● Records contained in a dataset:
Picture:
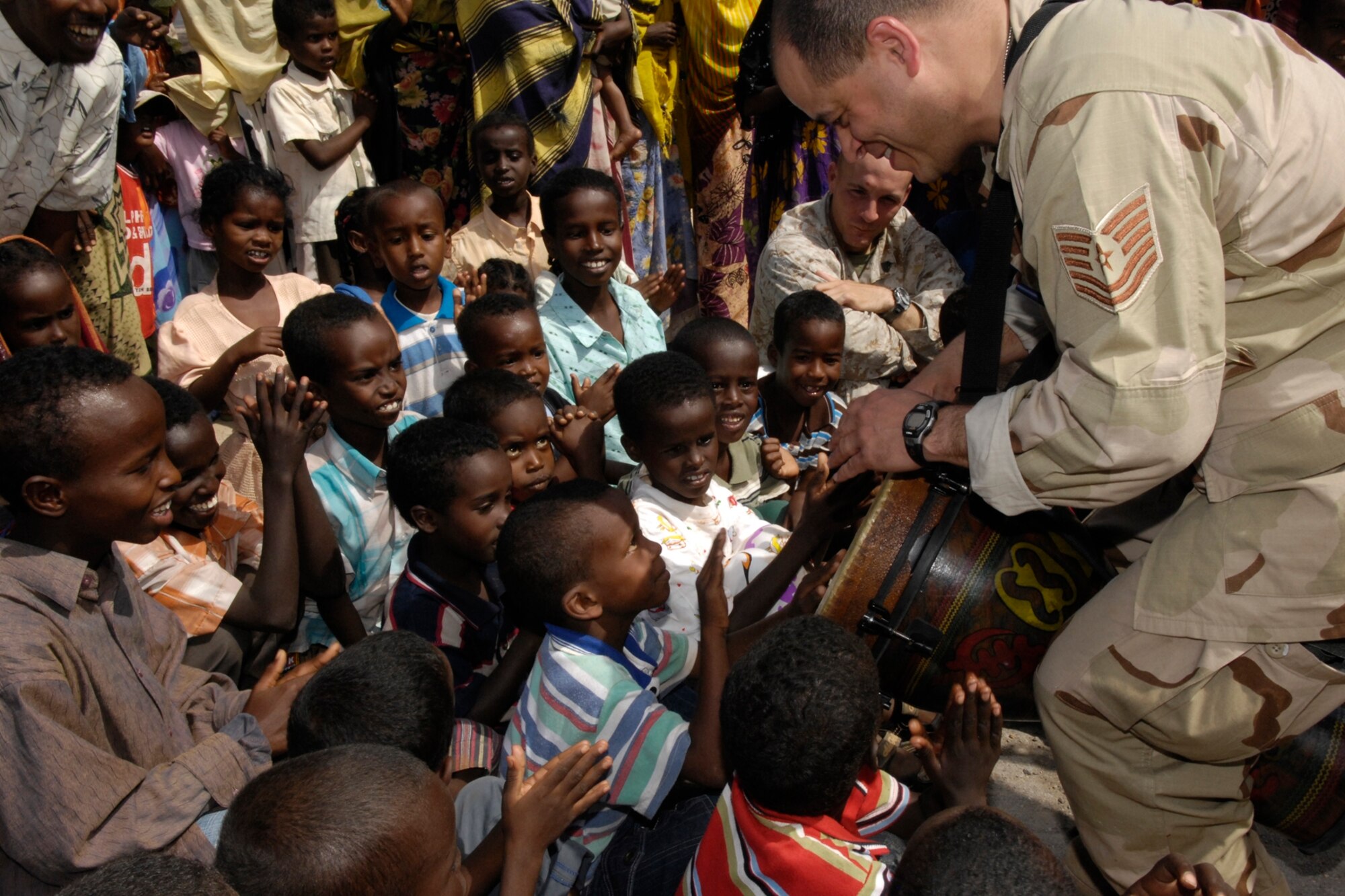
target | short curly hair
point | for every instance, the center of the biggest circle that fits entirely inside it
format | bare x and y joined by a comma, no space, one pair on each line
657,382
423,462
223,188
800,715
42,392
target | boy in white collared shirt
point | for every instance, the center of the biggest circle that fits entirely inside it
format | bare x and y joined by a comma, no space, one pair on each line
317,124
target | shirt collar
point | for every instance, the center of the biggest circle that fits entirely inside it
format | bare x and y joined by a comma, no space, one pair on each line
479,614
59,577
599,647
584,329
404,318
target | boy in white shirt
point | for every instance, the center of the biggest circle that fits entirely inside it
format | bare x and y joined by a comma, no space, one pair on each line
315,124
666,407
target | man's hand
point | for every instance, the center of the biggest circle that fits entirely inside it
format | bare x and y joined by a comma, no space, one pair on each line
597,395
139,28
1175,876
272,696
968,744
870,436
709,588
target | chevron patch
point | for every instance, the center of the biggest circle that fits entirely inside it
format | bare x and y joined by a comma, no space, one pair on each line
1112,264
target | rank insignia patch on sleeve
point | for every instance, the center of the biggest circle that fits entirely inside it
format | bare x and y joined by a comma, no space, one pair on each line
1112,264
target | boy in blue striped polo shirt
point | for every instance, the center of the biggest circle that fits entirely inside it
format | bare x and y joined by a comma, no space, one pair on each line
575,560
407,237
350,354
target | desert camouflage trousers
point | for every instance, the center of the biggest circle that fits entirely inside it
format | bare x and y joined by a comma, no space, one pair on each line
1155,737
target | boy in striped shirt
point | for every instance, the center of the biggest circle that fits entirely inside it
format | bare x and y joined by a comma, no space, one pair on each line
575,560
808,810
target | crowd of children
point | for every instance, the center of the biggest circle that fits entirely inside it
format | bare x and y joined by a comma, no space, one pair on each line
432,559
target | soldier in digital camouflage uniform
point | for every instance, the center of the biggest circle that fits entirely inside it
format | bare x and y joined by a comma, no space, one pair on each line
1183,200
806,249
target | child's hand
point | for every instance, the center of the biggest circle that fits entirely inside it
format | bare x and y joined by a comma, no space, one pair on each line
282,421
579,434
779,462
810,592
539,810
1175,876
473,284
709,588
968,744
598,395
263,341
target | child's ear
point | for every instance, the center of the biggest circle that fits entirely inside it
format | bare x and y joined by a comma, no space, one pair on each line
424,518
45,497
580,603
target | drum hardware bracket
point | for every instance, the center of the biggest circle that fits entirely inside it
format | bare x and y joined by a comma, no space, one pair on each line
922,639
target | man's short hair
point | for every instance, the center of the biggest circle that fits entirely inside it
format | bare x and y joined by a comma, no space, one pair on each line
977,850
703,335
307,331
544,551
153,874
502,119
392,689
293,15
340,822
481,396
41,395
475,318
423,462
832,38
657,382
800,715
800,307
180,404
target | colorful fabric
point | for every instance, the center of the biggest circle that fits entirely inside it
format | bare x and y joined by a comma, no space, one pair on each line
540,72
57,147
812,442
751,850
139,235
89,337
583,689
103,278
301,107
196,575
371,533
488,236
473,633
432,354
576,345
687,533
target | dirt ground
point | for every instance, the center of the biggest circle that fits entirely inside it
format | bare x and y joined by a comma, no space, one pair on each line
1027,787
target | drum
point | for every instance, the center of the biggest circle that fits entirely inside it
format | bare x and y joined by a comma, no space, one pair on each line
942,584
1300,787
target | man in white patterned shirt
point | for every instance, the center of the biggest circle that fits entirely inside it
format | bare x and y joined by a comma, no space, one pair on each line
60,95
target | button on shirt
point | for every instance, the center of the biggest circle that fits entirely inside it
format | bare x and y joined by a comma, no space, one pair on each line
301,107
108,744
371,533
576,345
488,236
59,127
432,354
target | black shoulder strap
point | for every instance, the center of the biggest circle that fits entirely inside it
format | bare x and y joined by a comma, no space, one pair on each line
995,249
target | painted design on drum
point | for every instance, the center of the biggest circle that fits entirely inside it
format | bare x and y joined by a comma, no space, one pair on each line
1036,587
1003,658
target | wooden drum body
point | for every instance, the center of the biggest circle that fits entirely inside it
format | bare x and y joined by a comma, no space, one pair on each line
944,584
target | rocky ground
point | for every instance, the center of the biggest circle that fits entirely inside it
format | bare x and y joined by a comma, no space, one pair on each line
1026,786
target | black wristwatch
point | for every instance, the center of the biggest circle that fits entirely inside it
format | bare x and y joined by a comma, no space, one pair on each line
918,424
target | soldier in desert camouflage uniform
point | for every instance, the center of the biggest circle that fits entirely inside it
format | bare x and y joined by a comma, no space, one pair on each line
1183,200
857,244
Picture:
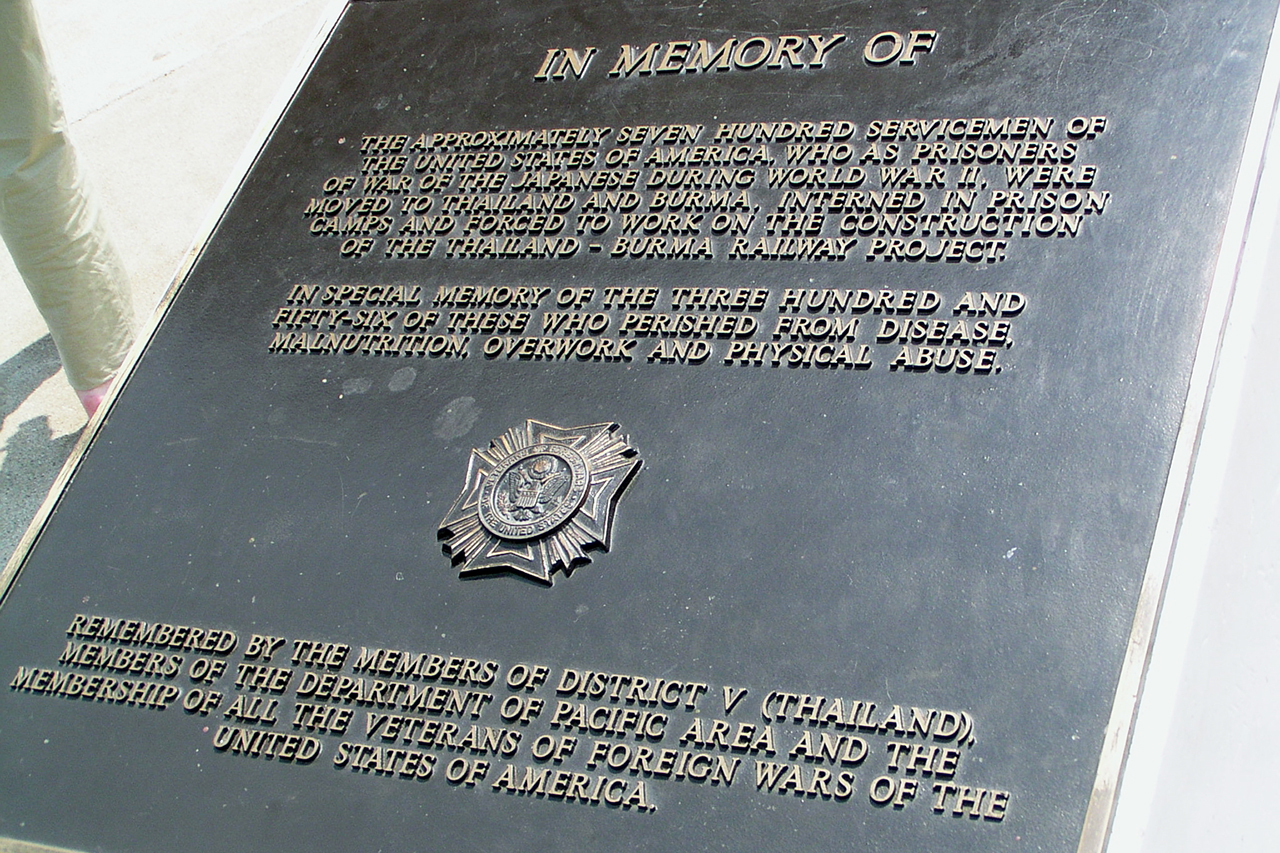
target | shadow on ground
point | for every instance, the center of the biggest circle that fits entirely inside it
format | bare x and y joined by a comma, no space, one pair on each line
32,456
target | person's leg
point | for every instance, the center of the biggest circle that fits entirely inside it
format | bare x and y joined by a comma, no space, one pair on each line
53,231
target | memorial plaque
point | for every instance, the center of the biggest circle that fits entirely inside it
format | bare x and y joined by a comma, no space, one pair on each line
649,427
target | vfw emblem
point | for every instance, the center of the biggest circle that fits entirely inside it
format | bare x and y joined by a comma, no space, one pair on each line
538,498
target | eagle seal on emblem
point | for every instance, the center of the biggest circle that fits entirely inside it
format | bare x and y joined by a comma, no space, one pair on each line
538,498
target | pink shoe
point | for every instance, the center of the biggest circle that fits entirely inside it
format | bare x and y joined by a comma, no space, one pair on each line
92,398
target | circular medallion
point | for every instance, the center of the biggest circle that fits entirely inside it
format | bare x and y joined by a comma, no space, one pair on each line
534,491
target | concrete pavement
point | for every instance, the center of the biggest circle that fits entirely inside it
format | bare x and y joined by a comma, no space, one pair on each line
163,100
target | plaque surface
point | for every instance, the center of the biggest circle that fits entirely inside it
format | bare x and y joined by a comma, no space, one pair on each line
649,427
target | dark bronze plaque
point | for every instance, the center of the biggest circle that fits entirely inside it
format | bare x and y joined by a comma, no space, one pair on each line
653,427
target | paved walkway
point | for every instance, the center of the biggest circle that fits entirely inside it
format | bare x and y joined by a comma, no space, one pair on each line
163,97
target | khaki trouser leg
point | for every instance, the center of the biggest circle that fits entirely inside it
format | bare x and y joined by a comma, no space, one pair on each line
54,233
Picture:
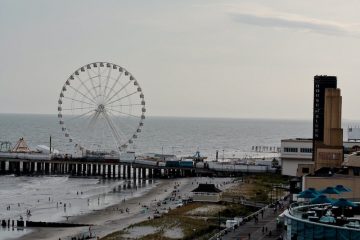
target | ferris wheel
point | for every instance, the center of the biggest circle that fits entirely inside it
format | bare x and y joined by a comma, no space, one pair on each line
101,107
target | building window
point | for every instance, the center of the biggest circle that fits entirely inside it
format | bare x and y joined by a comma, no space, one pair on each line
305,170
290,150
306,150
356,171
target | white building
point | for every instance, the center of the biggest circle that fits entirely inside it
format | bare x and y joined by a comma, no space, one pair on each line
295,152
296,155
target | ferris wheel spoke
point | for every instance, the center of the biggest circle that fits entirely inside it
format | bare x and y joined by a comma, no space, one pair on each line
117,92
82,108
121,133
107,82
112,127
119,99
91,80
126,105
128,114
116,81
83,84
82,94
80,116
99,80
77,100
93,120
120,120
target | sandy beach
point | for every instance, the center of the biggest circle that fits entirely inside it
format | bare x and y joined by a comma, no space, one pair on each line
115,217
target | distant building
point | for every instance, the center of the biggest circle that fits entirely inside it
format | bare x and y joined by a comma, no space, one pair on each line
21,147
348,176
296,155
327,131
206,193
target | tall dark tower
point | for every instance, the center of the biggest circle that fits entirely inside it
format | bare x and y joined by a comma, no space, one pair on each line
327,131
320,84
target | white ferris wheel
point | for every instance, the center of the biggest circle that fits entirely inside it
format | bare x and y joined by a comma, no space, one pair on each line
101,107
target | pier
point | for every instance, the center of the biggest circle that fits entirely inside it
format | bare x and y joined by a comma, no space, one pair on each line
22,164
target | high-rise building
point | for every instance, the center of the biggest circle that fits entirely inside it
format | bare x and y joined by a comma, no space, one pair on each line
327,131
320,84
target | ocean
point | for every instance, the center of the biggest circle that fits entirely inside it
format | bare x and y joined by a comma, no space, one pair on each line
169,135
45,196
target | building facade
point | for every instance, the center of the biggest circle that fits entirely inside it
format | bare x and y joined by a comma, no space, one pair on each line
296,155
327,131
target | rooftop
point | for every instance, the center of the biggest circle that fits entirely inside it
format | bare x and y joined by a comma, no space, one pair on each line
209,188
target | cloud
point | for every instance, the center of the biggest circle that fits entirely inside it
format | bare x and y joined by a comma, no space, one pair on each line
302,23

● Exercise objective: Nothing but the lines from the one with "target | ocean" through the last line should be repeated, each exactly as it stands.

● In response:
target | ocean
point | for every instance, the center of the biggest circle that fits entirely inside it
format | bare x and y joined by a comma, no space, one pair on each line
169,135
45,196
target | building facade
point | for every instance, the center of the biggest circle that fits entirely inside it
format | bare x and y joined by a comma, no space, one pair on each line
296,155
327,131
target | rooftop
point | for every instance, the center of the biggest circle that fits entirely inside it
format | bare x and y joined by a comma, no space, one pair on each line
209,188
target | cloud
point | for every instance, the center of the biggest circle that fits entirely inside it
format | bare x and y joined by a comma, no space, one pair on each line
302,23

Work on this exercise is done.